Brazilian journalist Ana Carolina Caceres, 24, was born with microcephaly, a congenital malformation that means babies are born with abnormally small heads and may suffer from delayed brain development. The condition is suspected to be linked to the Zika virus, which has been spreading through the Americas.
Dismayed by recent comments about microcephaly, Ms Caceres decided to tell her story.
On the day I was born, the doctor said I had no chance of survival. "She will not walk, she will not talk and, over time, she will enter a vegetative state until she dies," he said.
But he - like many others - was wrong.
I grew up, went to school, went to university. Today I am a journalist and I write a blog.
I chose journalism to give a voice to people like me, who do not feel represented. I wanted to be a spokesperson for microcephaly and, as a final course project, I wrote a book about my life and the lives of others with this syndrome.
I can say that today I am a fulfilled, happy woman.
With the spike of microcephaly cases in Brazil, the need for information is more important than ever. People need to put their prejudices aside and learn about this syndrome.
Including the health minister. He said that Brazil would have a "damaged generation" because of microcephaly. If I could speak to him, I would say: "What is damaged is your statement, sir."
Microcephaly is a box of surprises. You may suffer from serious problems or you may not. So I believe that those who have abortions are not giving their children a chance to succeed.
I survived, as do many others with microcephaly. Our mothers did not abort. That is why we exist.
It's not easy, of course. Life was hard for me and my family. My dad is a lab technician and was unemployed when I was born. My mother was a nursing assistant.
Health insurance covered a few things, such as labour expenses. But other tests were not covered and were very expensive.
The whole family got together - uncles, aunts and others. Everyone gave what they could to cover the costs.
I had five operations, the first just nine days after I was born, because I was not breathing properly.
I also had seizures. Apparently it's something that all people suffering from microcephaly will have. But it's not a big deal - there are drugs to keep it under control.

Work order
Quote the full account of growing up with microcephaly word for word.

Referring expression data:
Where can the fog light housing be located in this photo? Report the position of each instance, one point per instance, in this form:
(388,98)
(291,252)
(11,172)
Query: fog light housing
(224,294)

Solution below
Brazilian journalist Ana Carolina Caceres, 24, was born with microcephaly, a congenital malformation that means babies are born with abnormally small heads and may suffer from delayed brain development. The condition is suspected to be linked to the Zika virus, which has been spreading through the Americas.
Dismayed by recent comments about microcephaly, Ms Caceres decided to tell her story.
On the day I was born, the doctor said I had no chance of survival. "She will not walk, she will not talk and, over time, she will enter a vegetative state until she dies," he said.
But he - like many others - was wrong.
I grew up, went to school, went to university. Today I am a journalist and I write a blog.
I chose journalism to give a voice to people like me, who do not feel represented. I wanted to be a spokesperson for microcephaly and, as a final course project, I wrote a book about my life and the lives of others with this syndrome.
I can say that today I am a fulfilled, happy woman.
With the spike of microcephaly cases in Brazil, the need for information is more important than ever. People need to put their prejudices aside and learn about this syndrome.
Including the health minister. He said that Brazil would have a "damaged generation" because of microcephaly. If I could speak to him, I would say: "What is damaged is your statement, sir."
Microcephaly is a box of surprises. You may suffer from serious problems or you may not. So I believe that those who have abortions are not giving their children a chance to succeed.
I survived, as do many others with microcephaly. Our mothers did not abort. That is why we exist.
It's not easy, of course. Life was hard for me and my family. My dad is a lab technician and was unemployed when I was born. My mother was a nursing assistant.
Health insurance covered a few things, such as labour expenses. But other tests were not covered and were very expensive.
The whole family got together - uncles, aunts and others. Everyone gave what they could to cover the costs.
I had five operations, the first just nine days after I was born, because I was not breathing properly.
I also had seizures. Apparently it's something that all people suffering from microcephaly will have. But it's not a big deal - there are drugs to keep it under control.